**What is required:** Gather and copy out every line of the data below that contains the string "trousers". Matching is case-sensitive.

(Entries on locating named things)

━━━━━━━━━━━━━━━━

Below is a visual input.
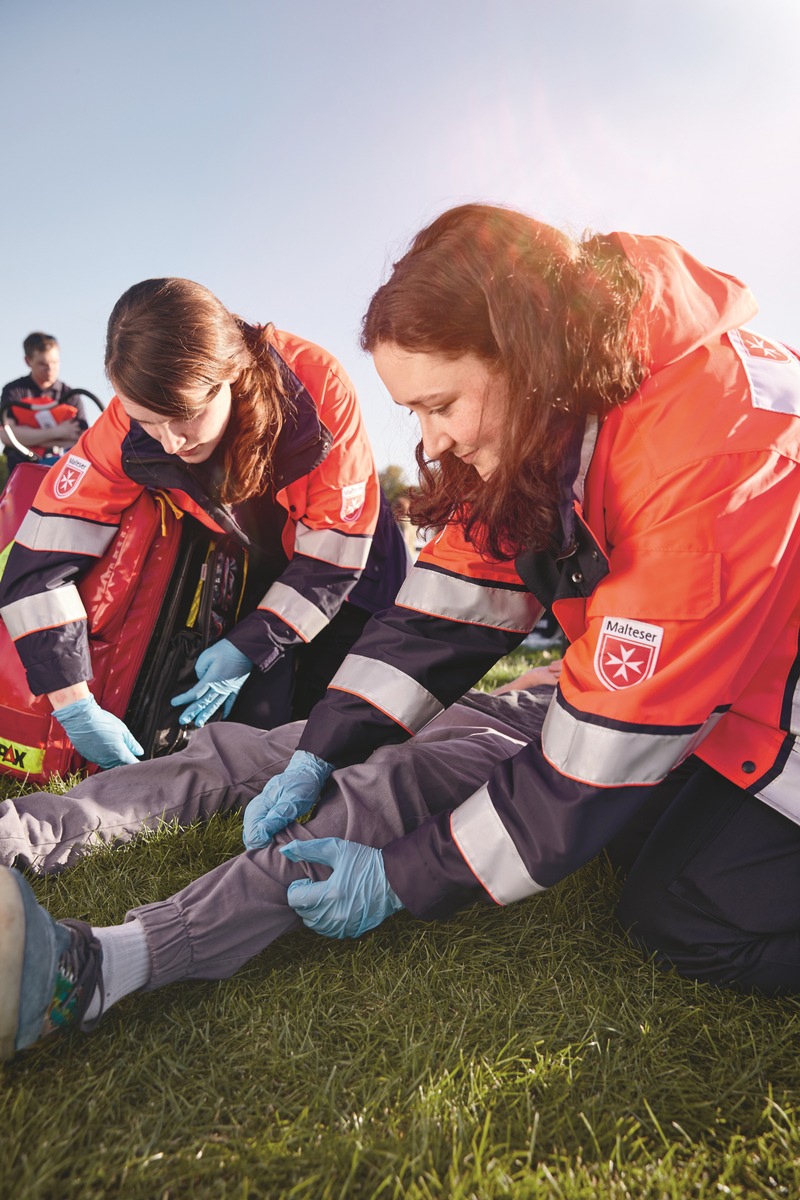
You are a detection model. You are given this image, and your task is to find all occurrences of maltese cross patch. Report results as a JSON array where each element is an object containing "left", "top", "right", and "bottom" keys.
[
  {"left": 53, "top": 454, "right": 91, "bottom": 500},
  {"left": 595, "top": 617, "right": 664, "bottom": 691}
]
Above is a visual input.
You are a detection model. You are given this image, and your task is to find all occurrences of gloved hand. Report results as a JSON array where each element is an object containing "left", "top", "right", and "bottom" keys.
[
  {"left": 169, "top": 637, "right": 253, "bottom": 728},
  {"left": 53, "top": 696, "right": 144, "bottom": 770},
  {"left": 243, "top": 750, "right": 333, "bottom": 850},
  {"left": 281, "top": 838, "right": 403, "bottom": 937}
]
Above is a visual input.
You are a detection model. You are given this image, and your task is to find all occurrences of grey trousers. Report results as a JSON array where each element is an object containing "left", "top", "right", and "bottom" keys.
[{"left": 0, "top": 688, "right": 552, "bottom": 988}]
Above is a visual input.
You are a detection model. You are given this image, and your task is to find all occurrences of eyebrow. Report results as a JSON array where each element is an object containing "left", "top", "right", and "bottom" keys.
[{"left": 395, "top": 391, "right": 456, "bottom": 408}]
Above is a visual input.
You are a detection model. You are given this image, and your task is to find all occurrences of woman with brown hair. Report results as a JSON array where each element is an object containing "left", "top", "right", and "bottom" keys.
[
  {"left": 0, "top": 278, "right": 408, "bottom": 767},
  {"left": 0, "top": 205, "right": 800, "bottom": 1054}
]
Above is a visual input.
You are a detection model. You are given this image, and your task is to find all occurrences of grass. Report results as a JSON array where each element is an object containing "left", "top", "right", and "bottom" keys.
[{"left": 0, "top": 656, "right": 800, "bottom": 1200}]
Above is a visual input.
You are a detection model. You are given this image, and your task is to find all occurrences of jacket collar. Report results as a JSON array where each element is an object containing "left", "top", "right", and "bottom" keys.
[{"left": 515, "top": 416, "right": 608, "bottom": 608}]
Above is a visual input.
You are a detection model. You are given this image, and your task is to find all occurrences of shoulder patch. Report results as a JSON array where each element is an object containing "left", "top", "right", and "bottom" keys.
[
  {"left": 595, "top": 617, "right": 664, "bottom": 691},
  {"left": 728, "top": 329, "right": 800, "bottom": 416},
  {"left": 53, "top": 454, "right": 91, "bottom": 500}
]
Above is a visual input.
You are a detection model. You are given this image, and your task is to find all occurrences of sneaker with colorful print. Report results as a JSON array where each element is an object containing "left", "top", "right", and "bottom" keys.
[{"left": 0, "top": 866, "right": 103, "bottom": 1058}]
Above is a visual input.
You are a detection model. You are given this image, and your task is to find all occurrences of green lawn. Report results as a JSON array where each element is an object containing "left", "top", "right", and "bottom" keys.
[{"left": 0, "top": 652, "right": 800, "bottom": 1200}]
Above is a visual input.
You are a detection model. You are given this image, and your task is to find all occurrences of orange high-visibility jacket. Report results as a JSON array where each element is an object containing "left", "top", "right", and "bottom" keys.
[
  {"left": 301, "top": 234, "right": 800, "bottom": 916},
  {"left": 0, "top": 330, "right": 409, "bottom": 695}
]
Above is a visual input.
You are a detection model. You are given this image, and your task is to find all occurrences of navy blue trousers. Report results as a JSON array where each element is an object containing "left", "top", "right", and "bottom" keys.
[{"left": 608, "top": 760, "right": 800, "bottom": 995}]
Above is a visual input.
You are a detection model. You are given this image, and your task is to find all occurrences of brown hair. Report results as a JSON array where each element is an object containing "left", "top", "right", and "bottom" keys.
[
  {"left": 361, "top": 204, "right": 644, "bottom": 558},
  {"left": 106, "top": 278, "right": 288, "bottom": 504}
]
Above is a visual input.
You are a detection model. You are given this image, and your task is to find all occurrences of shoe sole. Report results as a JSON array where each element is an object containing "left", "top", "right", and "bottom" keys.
[{"left": 0, "top": 868, "right": 25, "bottom": 1061}]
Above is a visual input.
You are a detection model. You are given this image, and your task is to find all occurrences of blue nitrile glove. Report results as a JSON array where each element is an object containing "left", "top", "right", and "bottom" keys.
[
  {"left": 169, "top": 637, "right": 253, "bottom": 728},
  {"left": 281, "top": 838, "right": 403, "bottom": 937},
  {"left": 243, "top": 750, "right": 333, "bottom": 850},
  {"left": 53, "top": 696, "right": 144, "bottom": 770}
]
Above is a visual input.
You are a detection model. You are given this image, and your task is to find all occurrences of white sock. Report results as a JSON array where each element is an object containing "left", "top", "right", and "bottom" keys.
[{"left": 84, "top": 919, "right": 150, "bottom": 1021}]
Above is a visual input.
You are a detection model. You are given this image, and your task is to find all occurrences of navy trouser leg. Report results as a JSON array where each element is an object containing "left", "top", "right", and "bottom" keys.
[{"left": 618, "top": 763, "right": 800, "bottom": 995}]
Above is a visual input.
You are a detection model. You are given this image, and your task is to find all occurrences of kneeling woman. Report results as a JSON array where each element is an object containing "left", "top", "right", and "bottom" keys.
[{"left": 0, "top": 278, "right": 409, "bottom": 767}]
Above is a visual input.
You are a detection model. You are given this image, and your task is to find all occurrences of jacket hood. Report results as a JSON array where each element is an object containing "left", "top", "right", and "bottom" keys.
[{"left": 610, "top": 233, "right": 758, "bottom": 371}]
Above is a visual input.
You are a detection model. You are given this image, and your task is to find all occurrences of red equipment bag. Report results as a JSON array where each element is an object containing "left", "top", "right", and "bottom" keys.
[{"left": 0, "top": 463, "right": 247, "bottom": 782}]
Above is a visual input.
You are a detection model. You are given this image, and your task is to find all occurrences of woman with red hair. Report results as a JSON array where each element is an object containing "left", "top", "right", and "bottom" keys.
[{"left": 0, "top": 205, "right": 800, "bottom": 1048}]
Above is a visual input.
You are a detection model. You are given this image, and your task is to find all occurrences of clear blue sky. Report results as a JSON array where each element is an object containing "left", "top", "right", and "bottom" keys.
[{"left": 0, "top": 0, "right": 800, "bottom": 472}]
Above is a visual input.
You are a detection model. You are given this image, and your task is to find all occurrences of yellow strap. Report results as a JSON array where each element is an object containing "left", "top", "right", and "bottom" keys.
[
  {"left": 0, "top": 539, "right": 13, "bottom": 580},
  {"left": 152, "top": 491, "right": 184, "bottom": 538},
  {"left": 186, "top": 541, "right": 217, "bottom": 629}
]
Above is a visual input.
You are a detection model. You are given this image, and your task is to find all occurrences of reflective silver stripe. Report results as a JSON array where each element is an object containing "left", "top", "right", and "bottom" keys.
[
  {"left": 327, "top": 654, "right": 444, "bottom": 733},
  {"left": 395, "top": 566, "right": 542, "bottom": 634},
  {"left": 542, "top": 696, "right": 722, "bottom": 787},
  {"left": 258, "top": 582, "right": 329, "bottom": 642},
  {"left": 295, "top": 521, "right": 372, "bottom": 571},
  {"left": 14, "top": 510, "right": 118, "bottom": 558},
  {"left": 789, "top": 679, "right": 800, "bottom": 736},
  {"left": 450, "top": 784, "right": 545, "bottom": 904},
  {"left": 0, "top": 583, "right": 86, "bottom": 642},
  {"left": 756, "top": 742, "right": 800, "bottom": 824}
]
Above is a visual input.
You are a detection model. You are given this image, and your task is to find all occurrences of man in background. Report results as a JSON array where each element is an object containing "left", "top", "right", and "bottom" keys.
[{"left": 0, "top": 332, "right": 86, "bottom": 474}]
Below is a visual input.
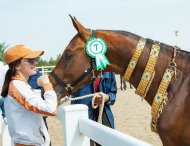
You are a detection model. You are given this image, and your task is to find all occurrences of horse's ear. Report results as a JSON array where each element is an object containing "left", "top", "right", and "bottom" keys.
[{"left": 69, "top": 14, "right": 91, "bottom": 41}]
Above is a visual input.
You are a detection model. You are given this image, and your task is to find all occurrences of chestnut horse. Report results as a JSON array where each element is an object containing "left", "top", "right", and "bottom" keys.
[{"left": 49, "top": 17, "right": 190, "bottom": 146}]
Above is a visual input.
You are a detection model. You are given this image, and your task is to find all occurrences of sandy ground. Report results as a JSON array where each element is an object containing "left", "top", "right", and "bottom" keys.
[{"left": 48, "top": 76, "right": 162, "bottom": 146}]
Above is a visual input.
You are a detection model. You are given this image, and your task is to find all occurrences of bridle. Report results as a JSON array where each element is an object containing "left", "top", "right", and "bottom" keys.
[{"left": 50, "top": 30, "right": 96, "bottom": 95}]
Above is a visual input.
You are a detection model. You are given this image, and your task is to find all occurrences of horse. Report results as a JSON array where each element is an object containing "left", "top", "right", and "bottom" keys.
[
  {"left": 120, "top": 75, "right": 127, "bottom": 90},
  {"left": 49, "top": 16, "right": 190, "bottom": 146}
]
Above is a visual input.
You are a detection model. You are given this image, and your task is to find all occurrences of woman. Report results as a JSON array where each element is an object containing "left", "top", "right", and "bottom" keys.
[{"left": 1, "top": 45, "right": 57, "bottom": 146}]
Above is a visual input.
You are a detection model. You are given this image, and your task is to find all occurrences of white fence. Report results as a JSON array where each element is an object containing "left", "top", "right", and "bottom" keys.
[
  {"left": 0, "top": 111, "right": 14, "bottom": 146},
  {"left": 36, "top": 66, "right": 55, "bottom": 75},
  {"left": 0, "top": 104, "right": 150, "bottom": 146},
  {"left": 57, "top": 105, "right": 150, "bottom": 146}
]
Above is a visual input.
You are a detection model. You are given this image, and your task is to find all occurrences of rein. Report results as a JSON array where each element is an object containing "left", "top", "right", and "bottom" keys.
[{"left": 124, "top": 38, "right": 179, "bottom": 133}]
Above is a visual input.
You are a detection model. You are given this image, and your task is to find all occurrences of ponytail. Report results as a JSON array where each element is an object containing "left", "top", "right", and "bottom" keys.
[{"left": 1, "top": 59, "right": 21, "bottom": 98}]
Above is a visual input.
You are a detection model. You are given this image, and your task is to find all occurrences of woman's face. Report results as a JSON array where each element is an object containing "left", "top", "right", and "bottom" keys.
[{"left": 18, "top": 58, "right": 38, "bottom": 78}]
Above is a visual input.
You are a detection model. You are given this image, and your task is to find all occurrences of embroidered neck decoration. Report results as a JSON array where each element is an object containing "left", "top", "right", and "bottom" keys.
[{"left": 86, "top": 37, "right": 110, "bottom": 70}]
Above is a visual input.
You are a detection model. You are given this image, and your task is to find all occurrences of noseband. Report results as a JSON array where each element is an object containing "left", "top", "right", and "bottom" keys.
[{"left": 50, "top": 30, "right": 96, "bottom": 95}]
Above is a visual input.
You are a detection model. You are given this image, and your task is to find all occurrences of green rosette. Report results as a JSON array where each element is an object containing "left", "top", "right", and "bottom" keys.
[{"left": 86, "top": 37, "right": 110, "bottom": 70}]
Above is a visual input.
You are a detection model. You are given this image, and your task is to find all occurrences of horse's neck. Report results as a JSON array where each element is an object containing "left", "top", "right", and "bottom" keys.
[
  {"left": 100, "top": 32, "right": 190, "bottom": 105},
  {"left": 104, "top": 32, "right": 172, "bottom": 105}
]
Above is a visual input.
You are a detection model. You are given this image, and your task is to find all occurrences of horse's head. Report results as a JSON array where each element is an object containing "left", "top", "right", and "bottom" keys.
[
  {"left": 50, "top": 16, "right": 139, "bottom": 97},
  {"left": 49, "top": 16, "right": 99, "bottom": 97}
]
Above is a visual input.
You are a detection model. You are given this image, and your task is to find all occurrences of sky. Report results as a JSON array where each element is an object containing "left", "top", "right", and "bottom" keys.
[{"left": 0, "top": 0, "right": 190, "bottom": 59}]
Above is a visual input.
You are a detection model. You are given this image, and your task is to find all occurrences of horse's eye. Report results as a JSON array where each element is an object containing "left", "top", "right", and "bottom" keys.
[{"left": 65, "top": 53, "right": 73, "bottom": 59}]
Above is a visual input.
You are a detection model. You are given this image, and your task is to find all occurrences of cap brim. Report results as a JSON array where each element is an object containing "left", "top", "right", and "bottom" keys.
[{"left": 23, "top": 51, "right": 44, "bottom": 58}]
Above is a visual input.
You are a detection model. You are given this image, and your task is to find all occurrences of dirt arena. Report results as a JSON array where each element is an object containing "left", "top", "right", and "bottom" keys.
[{"left": 48, "top": 76, "right": 162, "bottom": 146}]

━━━━━━━━━━━━━━━━

**Answer to this exercise:**
You are a detection model. You are given this image, and your task is to find all occurrences of grey trousers. Report results as a JSON array where each element is an object containing "left", "top", "right", and "bottom" keys.
You are a detection model. You are given this image, and your task is to find all occurrences of navy blue trousers. Report results as a JSON array where each element is an object containing "left", "top", "right", and "bottom" keys.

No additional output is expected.